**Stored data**

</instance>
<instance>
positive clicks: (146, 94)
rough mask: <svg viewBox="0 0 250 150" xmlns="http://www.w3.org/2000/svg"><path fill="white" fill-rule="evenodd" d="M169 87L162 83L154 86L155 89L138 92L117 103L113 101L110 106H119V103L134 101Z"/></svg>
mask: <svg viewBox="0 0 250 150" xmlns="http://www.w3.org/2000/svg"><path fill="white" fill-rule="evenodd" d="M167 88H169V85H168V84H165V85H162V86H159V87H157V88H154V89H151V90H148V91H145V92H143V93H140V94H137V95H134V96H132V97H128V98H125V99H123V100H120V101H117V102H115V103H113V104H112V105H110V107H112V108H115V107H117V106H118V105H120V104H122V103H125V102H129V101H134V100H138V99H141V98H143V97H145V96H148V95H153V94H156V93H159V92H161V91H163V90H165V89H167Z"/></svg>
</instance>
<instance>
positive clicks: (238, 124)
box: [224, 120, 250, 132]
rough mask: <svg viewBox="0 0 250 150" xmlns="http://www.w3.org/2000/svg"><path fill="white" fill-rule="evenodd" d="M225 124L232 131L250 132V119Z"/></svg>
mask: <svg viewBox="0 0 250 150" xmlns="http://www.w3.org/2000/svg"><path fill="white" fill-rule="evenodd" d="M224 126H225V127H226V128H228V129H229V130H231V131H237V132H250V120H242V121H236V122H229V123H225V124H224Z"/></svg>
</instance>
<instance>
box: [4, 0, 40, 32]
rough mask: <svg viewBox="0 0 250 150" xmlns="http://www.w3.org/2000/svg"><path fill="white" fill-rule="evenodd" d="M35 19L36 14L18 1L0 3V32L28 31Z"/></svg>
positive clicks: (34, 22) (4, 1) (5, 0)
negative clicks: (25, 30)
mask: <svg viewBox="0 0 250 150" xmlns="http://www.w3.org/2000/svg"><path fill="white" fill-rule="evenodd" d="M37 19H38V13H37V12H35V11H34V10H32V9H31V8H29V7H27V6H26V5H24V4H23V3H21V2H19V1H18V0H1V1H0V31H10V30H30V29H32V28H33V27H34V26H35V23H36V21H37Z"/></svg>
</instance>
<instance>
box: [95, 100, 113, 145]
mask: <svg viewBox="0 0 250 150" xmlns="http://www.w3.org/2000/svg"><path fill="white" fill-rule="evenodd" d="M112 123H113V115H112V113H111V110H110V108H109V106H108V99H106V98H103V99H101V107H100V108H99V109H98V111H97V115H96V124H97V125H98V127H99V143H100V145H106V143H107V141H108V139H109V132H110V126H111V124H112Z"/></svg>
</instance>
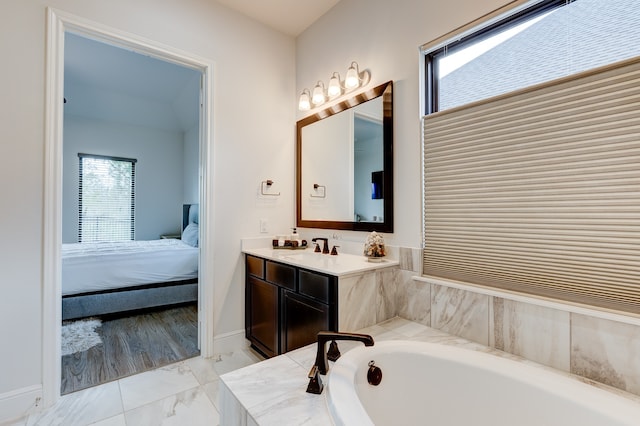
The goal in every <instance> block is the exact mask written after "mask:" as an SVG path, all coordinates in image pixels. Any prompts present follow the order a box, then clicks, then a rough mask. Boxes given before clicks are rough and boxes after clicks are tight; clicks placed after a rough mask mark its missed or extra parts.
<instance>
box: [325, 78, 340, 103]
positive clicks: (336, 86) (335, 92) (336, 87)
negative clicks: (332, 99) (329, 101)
mask: <svg viewBox="0 0 640 426" xmlns="http://www.w3.org/2000/svg"><path fill="white" fill-rule="evenodd" d="M327 94H328V95H329V97H330V98H334V97H336V96H339V95H340V94H342V87H340V74H338V73H337V72H334V73H333V76H331V80H329V87H328V88H327Z"/></svg>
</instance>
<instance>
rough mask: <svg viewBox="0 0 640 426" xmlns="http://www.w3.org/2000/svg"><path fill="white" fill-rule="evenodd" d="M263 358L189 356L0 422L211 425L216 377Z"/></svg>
mask: <svg viewBox="0 0 640 426" xmlns="http://www.w3.org/2000/svg"><path fill="white" fill-rule="evenodd" d="M261 360H262V358H261V357H259V356H258V355H256V354H254V353H253V352H252V351H250V350H248V349H245V350H239V351H235V352H233V353H225V354H219V355H216V356H215V357H213V358H211V359H205V358H199V357H198V358H191V359H188V360H185V361H182V362H179V363H176V364H171V365H168V366H166V367H162V368H158V369H156V370H151V371H148V372H145V373H141V374H137V375H134V376H130V377H125V378H123V379H120V380H117V381H114V382H110V383H105V384H103V385H100V386H96V387H92V388H88V389H85V390H82V391H78V392H73V393H70V394H68V395H65V396H63V397H62V398H60V400H59V401H58V403H57V404H56V405H55V406H54V407H51V408H49V409H47V410H45V411H43V412H39V413H33V414H31V415H29V416H28V417H26V418H23V419H20V420H16V421H13V422H8V423H0V425H2V426H51V425H61V426H86V425H99V426H127V425H128V426H141V425H176V426H177V425H190V426H196V425H203V426H204V425H207V426H215V425H218V424H220V414H219V410H220V407H221V405H220V401H219V399H220V398H219V391H218V386H219V377H220V375H222V374H225V373H228V372H230V371H233V370H236V369H239V368H243V367H246V366H248V365H251V364H254V363H256V362H259V361H261Z"/></svg>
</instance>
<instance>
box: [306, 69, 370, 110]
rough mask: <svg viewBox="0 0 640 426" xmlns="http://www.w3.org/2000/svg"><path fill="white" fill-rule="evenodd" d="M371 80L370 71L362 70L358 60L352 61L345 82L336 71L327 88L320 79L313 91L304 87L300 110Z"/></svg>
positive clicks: (367, 81)
mask: <svg viewBox="0 0 640 426" xmlns="http://www.w3.org/2000/svg"><path fill="white" fill-rule="evenodd" d="M370 80H371V74H370V73H369V71H367V70H364V71H362V72H360V70H359V69H358V63H357V62H356V61H353V62H351V65H350V66H349V69H348V70H347V74H346V76H345V79H344V82H343V81H341V80H340V74H339V73H338V72H334V73H333V74H332V75H331V78H330V79H329V87H327V88H326V90H325V86H324V83H323V82H322V81H320V80H318V83H316V86H315V87H314V88H313V92H309V89H304V90H303V91H302V93H301V94H300V98H299V99H298V109H299V110H300V111H309V110H310V109H311V108H315V107H318V106H320V105H322V104H324V103H325V102H326V101H327V98H328V99H331V100H333V99H336V98H338V97H340V96H342V95H344V94H345V93H349V92H352V91H353V90H355V89H357V88H358V87H362V86H364V85H365V84H367V83H369V81H370Z"/></svg>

**Exercise**
Once the pictures are set aside, reproduce the records in full and exactly.

**Answer to this problem**
</instance>
<instance>
positive clicks: (146, 94)
rough mask: <svg viewBox="0 0 250 150" xmlns="http://www.w3.org/2000/svg"><path fill="white" fill-rule="evenodd" d="M169 87L162 83L154 86L155 89L138 92L117 103L113 101L110 106H119V103L134 101Z"/></svg>
mask: <svg viewBox="0 0 250 150" xmlns="http://www.w3.org/2000/svg"><path fill="white" fill-rule="evenodd" d="M167 88H169V85H168V84H165V85H162V86H159V87H157V88H154V89H151V90H148V91H145V92H143V93H140V94H137V95H134V96H132V97H128V98H125V99H123V100H120V101H117V102H115V103H113V104H112V105H110V107H112V108H115V107H117V106H118V105H120V104H122V103H125V102H129V101H134V100H138V99H141V98H143V97H145V96H148V95H153V94H156V93H159V92H161V91H163V90H165V89H167Z"/></svg>
</instance>
<instance>
positive clicks: (238, 124)
box: [224, 120, 250, 132]
rough mask: <svg viewBox="0 0 250 150" xmlns="http://www.w3.org/2000/svg"><path fill="white" fill-rule="evenodd" d="M225 124L232 131L250 132V119Z"/></svg>
mask: <svg viewBox="0 0 250 150" xmlns="http://www.w3.org/2000/svg"><path fill="white" fill-rule="evenodd" d="M224 126H225V127H226V128H228V129H229V130H231V131H237V132H250V120H242V121H236V122H229V123H225V124H224Z"/></svg>
</instance>
<instance>
box: [4, 0, 40, 32]
rough mask: <svg viewBox="0 0 250 150" xmlns="http://www.w3.org/2000/svg"><path fill="white" fill-rule="evenodd" d="M35 19L36 14L18 1L0 3V32L28 31Z"/></svg>
positive clicks: (34, 22) (4, 1) (5, 0)
negative clicks: (25, 30)
mask: <svg viewBox="0 0 250 150" xmlns="http://www.w3.org/2000/svg"><path fill="white" fill-rule="evenodd" d="M37 19H38V13H37V12H35V11H34V10H32V9H31V8H29V7H27V6H26V5H24V4H23V3H21V2H19V1H18V0H1V1H0V31H10V30H30V29H32V28H33V27H34V26H35V23H36V21H37Z"/></svg>
</instance>
<instance>
box: [95, 100, 113, 145]
mask: <svg viewBox="0 0 250 150" xmlns="http://www.w3.org/2000/svg"><path fill="white" fill-rule="evenodd" d="M112 123H113V115H112V113H111V110H110V108H109V106H108V99H106V98H103V99H101V107H100V108H99V109H98V111H97V115H96V124H97V125H98V127H99V143H100V145H106V143H107V141H108V139H109V132H110V126H111V124H112Z"/></svg>
</instance>
The goal in every <instance> block is the exact mask written after "mask:" as an SVG path, all coordinates in image pixels. Any prompts present follow the order a box, then clicks, then a rough mask. Boxes given before clicks are rough and boxes after clicks are tight; clicks placed after a rough mask mark its missed or extra parts.
<instance>
box: [325, 78, 340, 103]
positive clicks: (336, 86) (335, 92) (336, 87)
negative clicks: (332, 99) (329, 101)
mask: <svg viewBox="0 0 640 426" xmlns="http://www.w3.org/2000/svg"><path fill="white" fill-rule="evenodd" d="M327 94H328V95H329V97H330V98H334V97H336V96H339V95H340V94H342V87H340V74H338V73H337V72H334V73H333V76H331V80H329V87H328V88H327Z"/></svg>
</instance>
<instance>
rough mask: <svg viewBox="0 0 640 426" xmlns="http://www.w3.org/2000/svg"><path fill="white" fill-rule="evenodd" d="M263 358L189 356L0 422L211 425L216 377Z"/></svg>
mask: <svg viewBox="0 0 640 426" xmlns="http://www.w3.org/2000/svg"><path fill="white" fill-rule="evenodd" d="M261 360H262V358H261V357H259V356H258V355H256V354H254V353H253V352H252V351H250V350H248V349H245V350H239V351H235V352H233V353H225V354H219V355H216V356H215V357H213V358H211V359H205V358H199V357H198V358H191V359H188V360H185V361H182V362H179V363H176V364H171V365H168V366H166V367H162V368H158V369H156V370H151V371H148V372H145V373H141V374H137V375H134V376H130V377H125V378H123V379H120V380H117V381H114V382H110V383H105V384H103V385H100V386H96V387H92V388H88V389H85V390H82V391H78V392H73V393H70V394H68V395H65V396H63V397H62V398H60V400H59V401H58V403H57V404H56V405H55V406H54V407H51V408H49V409H47V410H45V411H43V412H39V413H33V414H31V415H29V416H28V417H26V418H23V419H20V420H16V421H13V422H8V423H0V425H2V426H51V425H61V426H86V425H99V426H127V425H128V426H141V425H176V426H177V425H190V426H196V425H203V426H204V425H207V426H215V425H218V424H220V414H219V410H220V407H221V405H220V401H219V399H220V398H219V391H218V386H219V377H220V375H222V374H225V373H228V372H230V371H233V370H236V369H239V368H243V367H246V366H248V365H251V364H254V363H256V362H259V361H261Z"/></svg>
</instance>
<instance>
box: [306, 69, 370, 110]
rough mask: <svg viewBox="0 0 640 426" xmlns="http://www.w3.org/2000/svg"><path fill="white" fill-rule="evenodd" d="M371 80L370 71L362 70L358 60L352 61L345 82L336 71L327 88L320 79L313 91L304 87L300 110Z"/></svg>
positive clicks: (367, 81)
mask: <svg viewBox="0 0 640 426" xmlns="http://www.w3.org/2000/svg"><path fill="white" fill-rule="evenodd" d="M370 80H371V74H370V73H369V71H367V70H364V71H362V72H360V70H359V69H358V63H357V62H356V61H353V62H351V65H350V66H349V69H348V70H347V74H346V76H345V79H344V82H343V81H341V80H340V74H339V73H338V72H334V73H333V74H332V75H331V78H330V79H329V87H327V88H326V90H325V86H324V83H323V82H322V81H320V80H318V83H316V86H315V87H314V88H313V92H309V89H304V90H303V91H302V93H301V94H300V98H299V99H298V109H299V110H300V111H309V110H310V109H311V108H315V107H318V106H320V105H322V104H324V103H325V102H326V101H327V98H328V99H331V100H333V99H336V98H338V97H340V96H342V95H344V94H345V93H349V92H352V91H353V90H355V89H357V88H358V87H362V86H364V85H365V84H367V83H369V81H370Z"/></svg>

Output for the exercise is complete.